• **EXERCISE INPUTS**
· · · · · · ·

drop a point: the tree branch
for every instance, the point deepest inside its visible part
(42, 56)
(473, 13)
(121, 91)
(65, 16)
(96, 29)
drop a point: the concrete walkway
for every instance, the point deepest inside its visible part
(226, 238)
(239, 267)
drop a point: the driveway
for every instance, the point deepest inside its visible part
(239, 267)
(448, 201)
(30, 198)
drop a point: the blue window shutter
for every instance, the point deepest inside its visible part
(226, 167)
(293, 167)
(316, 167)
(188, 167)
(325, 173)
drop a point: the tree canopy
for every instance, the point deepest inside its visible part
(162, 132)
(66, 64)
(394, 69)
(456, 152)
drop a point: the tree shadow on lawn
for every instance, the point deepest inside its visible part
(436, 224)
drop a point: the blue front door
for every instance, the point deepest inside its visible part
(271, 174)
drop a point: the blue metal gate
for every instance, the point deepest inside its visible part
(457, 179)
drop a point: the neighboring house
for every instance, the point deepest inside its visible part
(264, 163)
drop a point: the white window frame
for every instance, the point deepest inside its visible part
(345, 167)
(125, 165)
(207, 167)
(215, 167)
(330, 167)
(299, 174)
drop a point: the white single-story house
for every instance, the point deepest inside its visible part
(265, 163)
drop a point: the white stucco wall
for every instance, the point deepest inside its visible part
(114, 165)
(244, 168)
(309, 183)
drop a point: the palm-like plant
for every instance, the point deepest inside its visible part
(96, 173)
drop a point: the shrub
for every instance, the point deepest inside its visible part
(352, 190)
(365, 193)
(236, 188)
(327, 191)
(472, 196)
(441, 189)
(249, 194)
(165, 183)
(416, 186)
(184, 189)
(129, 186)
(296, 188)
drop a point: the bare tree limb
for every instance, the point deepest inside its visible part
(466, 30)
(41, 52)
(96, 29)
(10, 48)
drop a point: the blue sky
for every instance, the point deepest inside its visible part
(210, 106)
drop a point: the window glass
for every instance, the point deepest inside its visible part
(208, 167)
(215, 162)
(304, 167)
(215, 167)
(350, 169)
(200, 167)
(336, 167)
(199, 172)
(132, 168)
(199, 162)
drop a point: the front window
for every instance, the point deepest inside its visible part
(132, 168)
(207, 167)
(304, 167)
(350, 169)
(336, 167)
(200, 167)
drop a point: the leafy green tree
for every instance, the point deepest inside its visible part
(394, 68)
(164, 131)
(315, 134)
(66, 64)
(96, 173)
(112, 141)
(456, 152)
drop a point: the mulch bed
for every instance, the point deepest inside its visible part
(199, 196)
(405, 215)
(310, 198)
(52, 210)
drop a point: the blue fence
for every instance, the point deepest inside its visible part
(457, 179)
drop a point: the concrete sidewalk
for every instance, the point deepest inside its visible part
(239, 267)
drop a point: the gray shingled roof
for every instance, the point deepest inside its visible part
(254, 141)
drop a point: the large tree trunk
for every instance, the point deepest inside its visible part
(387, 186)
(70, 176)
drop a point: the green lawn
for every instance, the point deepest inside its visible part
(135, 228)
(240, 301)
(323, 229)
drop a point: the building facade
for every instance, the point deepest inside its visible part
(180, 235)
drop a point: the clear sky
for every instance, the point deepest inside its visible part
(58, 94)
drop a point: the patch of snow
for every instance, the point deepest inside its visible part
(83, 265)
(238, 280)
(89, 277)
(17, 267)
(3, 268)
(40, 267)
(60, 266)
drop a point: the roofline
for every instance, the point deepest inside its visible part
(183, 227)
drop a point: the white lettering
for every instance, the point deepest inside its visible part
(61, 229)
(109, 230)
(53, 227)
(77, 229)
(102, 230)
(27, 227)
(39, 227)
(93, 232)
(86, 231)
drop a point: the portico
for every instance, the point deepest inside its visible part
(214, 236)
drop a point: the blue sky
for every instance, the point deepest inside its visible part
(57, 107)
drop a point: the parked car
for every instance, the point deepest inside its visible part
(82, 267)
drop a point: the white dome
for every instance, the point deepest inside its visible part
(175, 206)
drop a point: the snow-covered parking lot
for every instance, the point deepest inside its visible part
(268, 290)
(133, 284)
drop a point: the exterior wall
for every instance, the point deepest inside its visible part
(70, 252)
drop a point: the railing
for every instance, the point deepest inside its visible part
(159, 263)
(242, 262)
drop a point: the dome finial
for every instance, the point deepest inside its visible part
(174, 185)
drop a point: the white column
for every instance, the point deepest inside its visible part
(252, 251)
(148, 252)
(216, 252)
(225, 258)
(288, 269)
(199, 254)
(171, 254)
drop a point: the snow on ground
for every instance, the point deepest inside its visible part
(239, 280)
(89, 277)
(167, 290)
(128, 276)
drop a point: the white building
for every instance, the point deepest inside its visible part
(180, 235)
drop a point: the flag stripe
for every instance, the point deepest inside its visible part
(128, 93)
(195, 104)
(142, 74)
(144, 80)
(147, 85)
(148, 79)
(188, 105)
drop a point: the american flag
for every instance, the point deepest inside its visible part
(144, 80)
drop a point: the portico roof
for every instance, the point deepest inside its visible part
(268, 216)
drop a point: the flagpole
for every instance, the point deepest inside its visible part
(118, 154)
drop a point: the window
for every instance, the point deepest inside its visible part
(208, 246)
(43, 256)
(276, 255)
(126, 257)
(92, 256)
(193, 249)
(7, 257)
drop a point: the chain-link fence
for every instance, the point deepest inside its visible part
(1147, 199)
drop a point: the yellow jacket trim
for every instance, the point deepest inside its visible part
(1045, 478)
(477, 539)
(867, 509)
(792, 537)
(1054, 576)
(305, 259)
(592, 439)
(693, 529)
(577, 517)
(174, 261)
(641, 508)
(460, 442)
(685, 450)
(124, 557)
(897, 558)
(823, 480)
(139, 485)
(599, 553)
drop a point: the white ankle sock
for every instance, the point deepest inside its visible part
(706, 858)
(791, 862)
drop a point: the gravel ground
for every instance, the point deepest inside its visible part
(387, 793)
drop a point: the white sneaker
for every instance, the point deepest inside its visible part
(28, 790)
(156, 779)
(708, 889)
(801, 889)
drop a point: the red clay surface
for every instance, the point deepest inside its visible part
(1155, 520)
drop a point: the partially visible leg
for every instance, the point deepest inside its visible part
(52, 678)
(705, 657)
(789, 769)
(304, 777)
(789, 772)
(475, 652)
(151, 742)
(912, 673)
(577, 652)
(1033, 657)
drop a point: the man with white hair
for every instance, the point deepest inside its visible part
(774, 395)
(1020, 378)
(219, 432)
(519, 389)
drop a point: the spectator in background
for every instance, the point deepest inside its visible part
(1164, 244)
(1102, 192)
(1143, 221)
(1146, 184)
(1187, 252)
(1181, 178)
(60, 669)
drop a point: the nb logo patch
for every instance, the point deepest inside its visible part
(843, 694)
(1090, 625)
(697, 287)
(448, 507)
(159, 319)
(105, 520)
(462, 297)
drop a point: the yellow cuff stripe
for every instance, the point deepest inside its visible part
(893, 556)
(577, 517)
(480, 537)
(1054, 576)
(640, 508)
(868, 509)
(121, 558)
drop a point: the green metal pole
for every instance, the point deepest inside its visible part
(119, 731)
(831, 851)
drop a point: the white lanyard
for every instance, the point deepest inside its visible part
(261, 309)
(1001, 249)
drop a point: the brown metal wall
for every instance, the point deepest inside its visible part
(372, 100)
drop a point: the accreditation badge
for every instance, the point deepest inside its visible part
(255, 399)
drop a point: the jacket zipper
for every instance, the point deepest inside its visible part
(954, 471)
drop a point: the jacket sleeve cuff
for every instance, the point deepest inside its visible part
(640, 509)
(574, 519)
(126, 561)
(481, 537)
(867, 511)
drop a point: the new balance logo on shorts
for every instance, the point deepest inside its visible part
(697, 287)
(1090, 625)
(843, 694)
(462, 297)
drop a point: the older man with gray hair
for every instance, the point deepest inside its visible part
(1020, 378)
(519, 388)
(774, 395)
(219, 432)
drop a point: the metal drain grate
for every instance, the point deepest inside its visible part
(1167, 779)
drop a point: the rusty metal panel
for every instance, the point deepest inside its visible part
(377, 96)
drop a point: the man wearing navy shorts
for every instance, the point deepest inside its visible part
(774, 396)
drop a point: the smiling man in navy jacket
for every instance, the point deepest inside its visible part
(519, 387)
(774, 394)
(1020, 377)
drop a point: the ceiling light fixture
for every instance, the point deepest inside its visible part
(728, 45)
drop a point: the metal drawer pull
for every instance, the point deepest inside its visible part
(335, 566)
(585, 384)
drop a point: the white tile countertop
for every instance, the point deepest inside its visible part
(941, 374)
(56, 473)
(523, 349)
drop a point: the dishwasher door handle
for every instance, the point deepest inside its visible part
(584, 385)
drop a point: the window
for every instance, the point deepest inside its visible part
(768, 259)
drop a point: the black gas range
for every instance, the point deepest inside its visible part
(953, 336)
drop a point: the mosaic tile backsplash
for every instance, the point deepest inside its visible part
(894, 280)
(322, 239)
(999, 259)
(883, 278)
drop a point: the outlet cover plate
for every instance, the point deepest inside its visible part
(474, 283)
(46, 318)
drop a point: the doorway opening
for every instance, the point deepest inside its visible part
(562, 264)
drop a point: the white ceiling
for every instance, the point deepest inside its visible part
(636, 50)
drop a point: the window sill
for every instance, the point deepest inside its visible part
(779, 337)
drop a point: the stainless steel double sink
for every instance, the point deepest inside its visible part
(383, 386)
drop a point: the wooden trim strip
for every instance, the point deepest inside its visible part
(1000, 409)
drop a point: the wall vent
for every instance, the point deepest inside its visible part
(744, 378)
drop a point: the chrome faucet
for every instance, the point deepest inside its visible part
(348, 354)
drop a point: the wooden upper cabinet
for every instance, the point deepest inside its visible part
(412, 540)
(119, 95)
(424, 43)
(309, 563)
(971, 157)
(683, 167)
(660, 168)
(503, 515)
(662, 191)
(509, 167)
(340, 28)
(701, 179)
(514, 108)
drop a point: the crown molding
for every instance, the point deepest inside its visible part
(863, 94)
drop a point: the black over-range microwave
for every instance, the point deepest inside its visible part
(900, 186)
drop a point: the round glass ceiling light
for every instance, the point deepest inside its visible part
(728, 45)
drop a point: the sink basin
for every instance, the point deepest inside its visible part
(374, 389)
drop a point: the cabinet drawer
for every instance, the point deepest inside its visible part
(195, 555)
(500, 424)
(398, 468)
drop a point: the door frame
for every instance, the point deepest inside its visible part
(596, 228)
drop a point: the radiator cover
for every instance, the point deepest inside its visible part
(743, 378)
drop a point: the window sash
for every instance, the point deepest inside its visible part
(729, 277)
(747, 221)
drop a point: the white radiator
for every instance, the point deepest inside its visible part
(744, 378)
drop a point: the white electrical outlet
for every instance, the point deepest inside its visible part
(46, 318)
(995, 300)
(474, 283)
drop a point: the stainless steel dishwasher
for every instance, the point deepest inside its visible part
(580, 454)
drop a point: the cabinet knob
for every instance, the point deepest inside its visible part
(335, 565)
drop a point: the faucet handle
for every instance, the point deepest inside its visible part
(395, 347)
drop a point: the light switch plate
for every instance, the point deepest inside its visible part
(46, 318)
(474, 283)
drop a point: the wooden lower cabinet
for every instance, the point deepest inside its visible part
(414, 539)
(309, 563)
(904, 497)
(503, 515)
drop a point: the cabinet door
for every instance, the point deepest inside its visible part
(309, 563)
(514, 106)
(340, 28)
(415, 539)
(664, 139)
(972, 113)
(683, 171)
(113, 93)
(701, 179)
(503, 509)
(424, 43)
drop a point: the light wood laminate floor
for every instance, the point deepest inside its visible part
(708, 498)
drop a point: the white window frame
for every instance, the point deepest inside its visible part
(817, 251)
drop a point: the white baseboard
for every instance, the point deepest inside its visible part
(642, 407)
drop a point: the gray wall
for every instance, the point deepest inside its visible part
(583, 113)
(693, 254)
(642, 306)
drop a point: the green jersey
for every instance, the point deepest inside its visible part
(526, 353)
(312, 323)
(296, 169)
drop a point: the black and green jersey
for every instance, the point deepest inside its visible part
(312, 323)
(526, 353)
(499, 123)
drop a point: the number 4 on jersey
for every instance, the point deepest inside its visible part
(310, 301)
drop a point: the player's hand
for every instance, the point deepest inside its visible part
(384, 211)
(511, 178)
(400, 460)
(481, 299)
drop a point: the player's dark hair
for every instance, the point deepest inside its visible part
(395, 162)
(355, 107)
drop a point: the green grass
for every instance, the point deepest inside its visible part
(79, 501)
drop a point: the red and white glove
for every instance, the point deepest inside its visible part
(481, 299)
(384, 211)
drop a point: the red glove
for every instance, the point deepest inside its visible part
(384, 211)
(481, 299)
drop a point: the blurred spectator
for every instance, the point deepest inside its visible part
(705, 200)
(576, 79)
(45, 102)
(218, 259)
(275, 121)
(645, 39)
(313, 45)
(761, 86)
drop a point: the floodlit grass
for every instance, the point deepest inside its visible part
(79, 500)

· · · · · · ·

• **WHAT NEEDS TO BE DONE**
Nothing but the lines from the one with "drop a point: the green grass" through the last line should be repeated, each exactly as it stands.

• **FINAL ANSWER**
drop a point: the green grass
for every instance, the point deepest inside its visible part
(79, 501)
drop a point: the red and white glove
for every instance, the point deepest inside its visible part
(481, 299)
(384, 211)
drop a point: the red glove
for every instance, the point deepest inside its visible part
(384, 211)
(481, 299)
drop a point: the blurred spectator
for every instance, the point deepest inside its visible part
(705, 200)
(576, 79)
(45, 102)
(218, 259)
(275, 121)
(645, 39)
(313, 45)
(761, 86)
drop a point: the floodlit grass
for every instance, the point deepest inside its visible part
(79, 500)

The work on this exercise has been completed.